Gertrude Ederle was born in Manhattan, New York City in 1905 and became hard of hearing due to childhood measles. Her father taught her to swim as a child and she soon began training at the Women’s Swimming Association setting 29 national and world records by the time she was 20 years old. Ederle competed in the 1924 Paris Summer Olympics where she won three medals including a gold medal in the 4×100 freestyle relay. On August 6, 1926, Ederle became the first woman to successfully swim across the English Channel. In 2003 National Women's Hall of Fame she was inducted into the National Women's Hall of Fame. A film based on her life starring Daisy Ridley is set to stream on Disney+ by 2022. Though the movie is still in production, with such an inspirational story as its basis, I expect that the reviews will go just swimmingly.
Andrew Foster was born in Ensley, Alabama in 1925. He became deaf after contracting spinal meningitis at the age of 11. Due to racial segregation in the southern United States, Foster struggled to earn a formal education beyond the eighth grade. It was not until after WWII that he was encouraged to apply to Gallaudet University. After several attempts, Foster was finally admitted and became the first African American to attend and graduate from Gallaudet. He then pursued a Master's degree in education and began doing missionary work for Deaf children in Africa. Foster is believed to have established the first formal deaf education and signed language in Ghana and other African countries. Throughout his career he built 32 churches and schools for the Deaf and is known as "Father of Deaf Education in Africa." In his life and legacy he was truly able to Foster a new future for Deaf education.

## DATASET SECTION
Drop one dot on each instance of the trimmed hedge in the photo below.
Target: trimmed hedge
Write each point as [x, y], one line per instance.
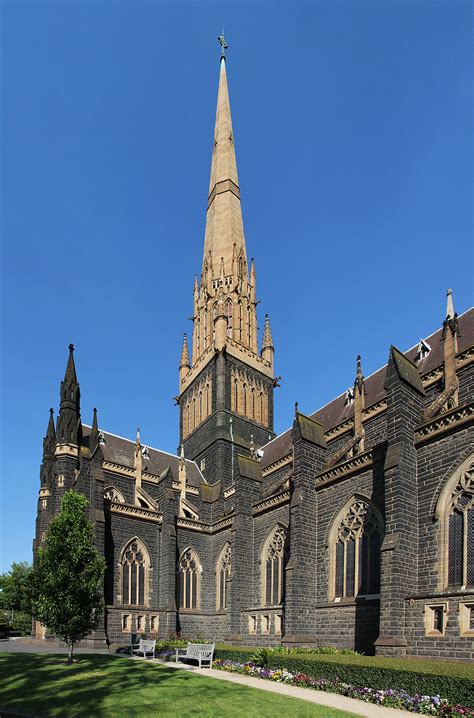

## WORK TO COMPLETE
(a) Repeat a part of the profiles of Ederle and Foster word for word, starting with "Gertrude Ederle was" and going on through "go just swimmingly.".
(b) Answer these questions from the profiles of Ederle and Foster:
(i) On what date did Ederle swim across the English Channel?
(ii) At what age did Foster become deaf?
(iii) How many churches and schools for the Deaf did Foster build?
(c) Carry the profiles of Ederle and Foster further, picking up right after their final sentence.
The lines shown are separate material from the profiles of Ederle and Foster.

## RESULTS OF THE EXERCISE
(a)
Gertrude Ederle was born in Manhattan, New York City in 1905 and became hard of hearing due to childhood measles. Her father taught her to swim as a child and she soon began training at the Women’s Swimming Association setting 29 national and world records by the time she was 20 years old. Ederle competed in the 1924 Paris Summer Olympics where she won three medals including a gold medal in the 4×100 freestyle relay. On August 6, 1926, Ederle became the first woman to successfully swim across the English Channel. In 2003 National Women's Hall of Fame she was inducted into the National Women's Hall of Fame. A film based on her life starring Daisy Ridley is set to stream on Disney+ by 2022. Though the movie is still in production, with such an inspirational story as its basis, I expect that the reviews will go just swimmingly.

(b)
(i) August 6, 1926
(ii) 11
(iii) 32

(c)
Vinton Cerf was born in New Haven, Connecticut in 1943 and is commonly known today as the “Father of the Internet.” Cerf studied mathematics at Stanford University and later attended graduate school at UCLA where he met Bob Kahn. Together Cerf and Kahn developed the first Transmission Control Protocol (TCP) and the Internet Protocol (IP). These models set the framework for the early internet. In 2012 both men were inducted into the Internet Hall of Fame as Pioneers. Cerf is hard of hearing and has required hearing aids since the age of 13, and his wife also lost her hearing at a young age. Cerf has been a vocal advocate for accessibility within science and technology. He currently serves on the board of trustees at Gallaudet University and continues to promote disability advocacy. Hopefully, we all remember the “Father of the Internet” the next time we Cerf the web.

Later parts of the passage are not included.